Recast the part of the items that opens with the line containing "In the photo above, where can the woman's" and runs through the last line of the items, both ends included, as a numbered list of lines, leaving out any blank lines.
====================
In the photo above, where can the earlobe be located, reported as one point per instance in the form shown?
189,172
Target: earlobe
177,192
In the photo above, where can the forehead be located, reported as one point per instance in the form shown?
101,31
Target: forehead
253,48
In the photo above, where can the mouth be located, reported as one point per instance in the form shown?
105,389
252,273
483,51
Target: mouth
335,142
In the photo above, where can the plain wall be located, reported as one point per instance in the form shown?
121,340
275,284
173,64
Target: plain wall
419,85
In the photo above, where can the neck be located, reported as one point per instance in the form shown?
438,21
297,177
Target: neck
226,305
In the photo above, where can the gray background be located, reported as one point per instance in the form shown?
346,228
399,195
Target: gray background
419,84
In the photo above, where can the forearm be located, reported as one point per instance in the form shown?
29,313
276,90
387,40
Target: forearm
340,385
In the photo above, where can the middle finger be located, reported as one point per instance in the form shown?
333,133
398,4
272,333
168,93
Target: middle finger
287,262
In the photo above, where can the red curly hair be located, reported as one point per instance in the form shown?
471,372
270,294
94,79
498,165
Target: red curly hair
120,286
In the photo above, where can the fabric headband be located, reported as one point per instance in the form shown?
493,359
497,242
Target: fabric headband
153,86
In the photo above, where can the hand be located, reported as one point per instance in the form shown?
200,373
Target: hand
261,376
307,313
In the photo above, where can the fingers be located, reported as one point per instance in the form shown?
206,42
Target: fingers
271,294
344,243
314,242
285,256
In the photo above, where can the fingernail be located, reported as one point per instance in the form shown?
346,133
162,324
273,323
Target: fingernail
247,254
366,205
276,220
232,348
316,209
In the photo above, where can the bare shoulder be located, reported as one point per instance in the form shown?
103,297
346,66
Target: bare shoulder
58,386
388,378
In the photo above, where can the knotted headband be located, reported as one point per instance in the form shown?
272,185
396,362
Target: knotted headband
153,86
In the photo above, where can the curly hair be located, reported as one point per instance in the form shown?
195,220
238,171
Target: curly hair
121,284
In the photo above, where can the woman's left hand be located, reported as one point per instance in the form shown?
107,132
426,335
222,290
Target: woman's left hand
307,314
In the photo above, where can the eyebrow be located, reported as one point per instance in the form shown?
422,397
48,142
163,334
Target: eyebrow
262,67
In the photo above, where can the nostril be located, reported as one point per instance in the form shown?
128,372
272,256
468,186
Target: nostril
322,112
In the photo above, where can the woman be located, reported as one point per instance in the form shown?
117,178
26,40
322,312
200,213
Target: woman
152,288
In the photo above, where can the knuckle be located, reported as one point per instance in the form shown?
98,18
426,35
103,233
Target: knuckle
====================
## FINISHED EXERCISE
1. In the photo above, where can the woman's left hand be located, reported as one point per instance in the form shown?
2. 107,132
3. 426,335
4. 222,290
5. Target: woman's left hand
6. 307,314
7. In the photo above, where can the eyebrow be located, reported as one point per instance in the form shown?
8. 422,397
9. 48,142
10. 163,334
11. Target: eyebrow
12. 262,67
13. In the photo above, where can the nostril be located, reported as one point per instance in the form shown?
14. 128,372
15. 272,256
16. 468,186
17. Target: nostril
18. 322,112
19. In the photo above, where can the woman be located, reported as one point per instance in the form shown?
20. 117,178
21. 26,40
22. 322,312
23. 200,213
24. Target: woman
25. 152,288
26. In the photo above, where can the knuckle be located, reported as one point per instance in the form shown?
27. 98,18
28. 426,35
29. 103,233
30. Target: knuckle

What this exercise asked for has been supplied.